-- Opening Marker --
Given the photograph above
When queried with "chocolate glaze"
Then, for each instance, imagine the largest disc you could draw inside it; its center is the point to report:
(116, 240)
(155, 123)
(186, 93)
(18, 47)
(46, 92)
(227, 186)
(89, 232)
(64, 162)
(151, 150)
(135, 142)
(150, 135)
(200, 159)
-- Closing Marker --
Please retype, without any change, the line containing "When queried with" and every line after it to the end of the entries above, and only those.

When queried with "chocolate glaze"
Then, for each instance, imagine the largest disc you could draw inside it; its center is the point to report:
(116, 240)
(155, 123)
(186, 93)
(18, 47)
(46, 92)
(227, 186)
(89, 232)
(64, 162)
(151, 150)
(135, 142)
(150, 135)
(200, 159)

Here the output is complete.